At the line containing "Target: the tree line on shore", begin retyping, and continue word for word until the records below run out.

+++ Given data

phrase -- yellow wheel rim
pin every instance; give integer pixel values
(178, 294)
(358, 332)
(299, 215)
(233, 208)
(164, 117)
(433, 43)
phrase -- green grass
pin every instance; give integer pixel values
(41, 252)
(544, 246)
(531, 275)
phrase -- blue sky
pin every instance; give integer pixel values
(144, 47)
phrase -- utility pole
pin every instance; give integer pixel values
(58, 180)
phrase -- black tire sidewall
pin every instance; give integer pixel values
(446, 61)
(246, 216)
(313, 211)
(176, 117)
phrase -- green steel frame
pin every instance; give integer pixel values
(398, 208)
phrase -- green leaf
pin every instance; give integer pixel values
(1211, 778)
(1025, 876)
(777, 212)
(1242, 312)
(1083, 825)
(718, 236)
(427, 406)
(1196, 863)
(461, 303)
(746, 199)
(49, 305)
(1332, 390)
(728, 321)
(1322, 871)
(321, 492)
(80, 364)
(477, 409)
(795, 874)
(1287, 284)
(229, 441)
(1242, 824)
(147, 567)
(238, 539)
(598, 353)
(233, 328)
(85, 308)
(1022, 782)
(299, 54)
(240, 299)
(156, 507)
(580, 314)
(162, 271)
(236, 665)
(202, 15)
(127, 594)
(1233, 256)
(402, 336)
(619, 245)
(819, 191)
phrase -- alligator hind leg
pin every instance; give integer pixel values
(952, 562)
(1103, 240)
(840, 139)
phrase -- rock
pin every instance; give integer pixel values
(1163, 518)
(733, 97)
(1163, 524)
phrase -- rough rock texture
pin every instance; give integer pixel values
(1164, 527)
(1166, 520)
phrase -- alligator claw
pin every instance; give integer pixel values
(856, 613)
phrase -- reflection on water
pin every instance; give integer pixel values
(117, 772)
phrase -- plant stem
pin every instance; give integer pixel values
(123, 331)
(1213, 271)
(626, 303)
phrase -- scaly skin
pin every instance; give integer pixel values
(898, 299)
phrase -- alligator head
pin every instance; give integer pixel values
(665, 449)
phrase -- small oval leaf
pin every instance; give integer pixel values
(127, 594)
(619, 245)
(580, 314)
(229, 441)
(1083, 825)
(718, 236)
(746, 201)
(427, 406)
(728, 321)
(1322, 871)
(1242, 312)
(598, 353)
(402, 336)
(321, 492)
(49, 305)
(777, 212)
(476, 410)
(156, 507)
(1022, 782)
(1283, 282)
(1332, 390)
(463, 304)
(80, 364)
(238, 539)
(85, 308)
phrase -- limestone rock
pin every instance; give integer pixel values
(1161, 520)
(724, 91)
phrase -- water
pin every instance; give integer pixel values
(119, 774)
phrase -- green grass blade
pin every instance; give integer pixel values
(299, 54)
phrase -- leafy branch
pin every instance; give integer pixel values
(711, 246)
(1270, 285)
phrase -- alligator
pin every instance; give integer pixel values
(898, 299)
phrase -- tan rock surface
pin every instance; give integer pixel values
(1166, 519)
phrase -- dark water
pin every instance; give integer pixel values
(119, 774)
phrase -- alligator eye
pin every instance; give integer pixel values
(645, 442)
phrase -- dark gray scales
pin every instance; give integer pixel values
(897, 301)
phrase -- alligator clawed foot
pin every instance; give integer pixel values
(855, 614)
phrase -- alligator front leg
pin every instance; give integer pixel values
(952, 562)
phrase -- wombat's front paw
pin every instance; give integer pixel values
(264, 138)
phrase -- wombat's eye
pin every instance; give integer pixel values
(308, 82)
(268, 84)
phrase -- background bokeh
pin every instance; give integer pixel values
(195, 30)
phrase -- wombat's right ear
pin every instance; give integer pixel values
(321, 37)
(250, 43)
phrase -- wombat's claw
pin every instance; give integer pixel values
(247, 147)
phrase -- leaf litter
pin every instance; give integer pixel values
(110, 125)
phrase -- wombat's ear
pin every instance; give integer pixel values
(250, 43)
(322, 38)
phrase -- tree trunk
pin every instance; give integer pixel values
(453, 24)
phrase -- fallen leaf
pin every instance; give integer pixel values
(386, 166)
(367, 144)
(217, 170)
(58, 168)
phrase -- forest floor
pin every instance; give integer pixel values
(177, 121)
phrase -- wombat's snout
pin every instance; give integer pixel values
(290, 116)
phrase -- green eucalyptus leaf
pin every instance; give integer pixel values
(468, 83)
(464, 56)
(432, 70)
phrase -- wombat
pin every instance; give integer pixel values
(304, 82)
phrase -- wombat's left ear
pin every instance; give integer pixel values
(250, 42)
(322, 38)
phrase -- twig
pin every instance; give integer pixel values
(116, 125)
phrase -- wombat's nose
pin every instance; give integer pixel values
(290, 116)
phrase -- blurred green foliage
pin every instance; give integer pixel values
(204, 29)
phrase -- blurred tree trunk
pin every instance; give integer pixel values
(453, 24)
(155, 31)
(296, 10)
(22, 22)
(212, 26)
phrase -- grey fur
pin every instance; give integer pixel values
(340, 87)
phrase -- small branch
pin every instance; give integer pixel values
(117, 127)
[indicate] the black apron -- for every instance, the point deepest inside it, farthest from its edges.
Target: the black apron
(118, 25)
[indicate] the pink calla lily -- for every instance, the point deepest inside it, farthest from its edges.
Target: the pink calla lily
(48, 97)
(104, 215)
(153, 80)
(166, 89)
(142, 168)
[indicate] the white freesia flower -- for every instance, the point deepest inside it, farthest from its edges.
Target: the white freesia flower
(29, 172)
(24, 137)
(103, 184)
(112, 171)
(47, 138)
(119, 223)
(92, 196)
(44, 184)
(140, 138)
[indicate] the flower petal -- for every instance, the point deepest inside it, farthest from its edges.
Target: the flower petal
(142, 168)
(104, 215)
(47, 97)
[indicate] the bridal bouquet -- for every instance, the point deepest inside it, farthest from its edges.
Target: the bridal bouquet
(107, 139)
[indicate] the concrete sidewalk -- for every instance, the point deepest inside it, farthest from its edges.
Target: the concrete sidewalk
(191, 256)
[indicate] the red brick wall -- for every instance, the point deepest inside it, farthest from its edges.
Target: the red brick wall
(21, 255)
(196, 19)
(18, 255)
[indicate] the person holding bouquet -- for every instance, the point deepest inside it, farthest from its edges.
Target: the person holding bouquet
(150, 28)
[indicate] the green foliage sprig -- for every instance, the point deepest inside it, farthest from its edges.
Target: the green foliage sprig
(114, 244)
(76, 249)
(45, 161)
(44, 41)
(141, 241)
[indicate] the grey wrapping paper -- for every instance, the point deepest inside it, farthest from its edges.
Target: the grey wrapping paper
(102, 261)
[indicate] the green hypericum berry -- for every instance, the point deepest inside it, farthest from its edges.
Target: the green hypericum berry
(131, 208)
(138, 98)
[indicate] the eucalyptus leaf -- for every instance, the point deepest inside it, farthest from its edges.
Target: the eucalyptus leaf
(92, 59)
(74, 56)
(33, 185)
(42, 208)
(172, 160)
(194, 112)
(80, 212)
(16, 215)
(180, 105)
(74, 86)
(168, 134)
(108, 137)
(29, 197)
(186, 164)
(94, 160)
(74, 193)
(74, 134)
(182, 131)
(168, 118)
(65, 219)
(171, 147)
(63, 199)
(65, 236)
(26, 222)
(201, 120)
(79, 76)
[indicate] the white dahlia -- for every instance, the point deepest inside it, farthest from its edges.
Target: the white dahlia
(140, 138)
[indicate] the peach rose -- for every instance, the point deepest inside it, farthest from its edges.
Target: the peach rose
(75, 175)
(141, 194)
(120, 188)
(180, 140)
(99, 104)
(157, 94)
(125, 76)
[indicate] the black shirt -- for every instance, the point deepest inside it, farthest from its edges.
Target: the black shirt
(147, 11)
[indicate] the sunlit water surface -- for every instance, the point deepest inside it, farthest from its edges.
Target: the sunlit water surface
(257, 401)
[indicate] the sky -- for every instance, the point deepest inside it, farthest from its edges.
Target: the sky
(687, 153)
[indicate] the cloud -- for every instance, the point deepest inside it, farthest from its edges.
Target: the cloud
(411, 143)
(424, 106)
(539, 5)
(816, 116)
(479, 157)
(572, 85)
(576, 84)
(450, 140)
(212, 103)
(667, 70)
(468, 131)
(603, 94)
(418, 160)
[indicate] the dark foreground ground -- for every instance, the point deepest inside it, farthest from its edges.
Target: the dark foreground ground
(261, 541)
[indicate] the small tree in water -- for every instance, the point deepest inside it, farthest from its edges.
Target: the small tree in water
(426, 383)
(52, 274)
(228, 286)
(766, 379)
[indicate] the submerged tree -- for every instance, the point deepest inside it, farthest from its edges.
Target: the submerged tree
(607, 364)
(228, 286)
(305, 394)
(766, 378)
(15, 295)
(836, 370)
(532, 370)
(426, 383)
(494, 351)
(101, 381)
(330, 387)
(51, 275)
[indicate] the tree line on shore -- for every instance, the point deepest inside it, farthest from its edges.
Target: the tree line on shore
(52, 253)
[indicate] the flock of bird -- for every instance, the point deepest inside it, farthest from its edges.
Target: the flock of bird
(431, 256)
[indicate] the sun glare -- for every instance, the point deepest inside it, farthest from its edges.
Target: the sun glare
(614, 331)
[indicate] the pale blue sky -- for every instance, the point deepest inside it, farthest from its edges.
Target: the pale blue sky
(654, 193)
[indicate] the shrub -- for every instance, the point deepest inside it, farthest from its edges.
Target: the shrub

++++++

* **Exercise result**
Target: the tree line on shore
(52, 253)
[indicate] the flock of bird -- for every instance, the point deepest inside it, farthest from its edges.
Target: the flock of bird
(431, 256)
[indicate] the sun glare -- for every instance, the point deepest inside it, farthest from its edges.
Target: the sun glare
(614, 331)
[indicate] the pale blue sky -- for every instance, the point deepest inside it, farthest from its edges.
Target: the pale blue sky
(654, 193)
[indicate] the shrub -- for every instance, the point deepest inside it, farthest from its edges.
Target: the shrub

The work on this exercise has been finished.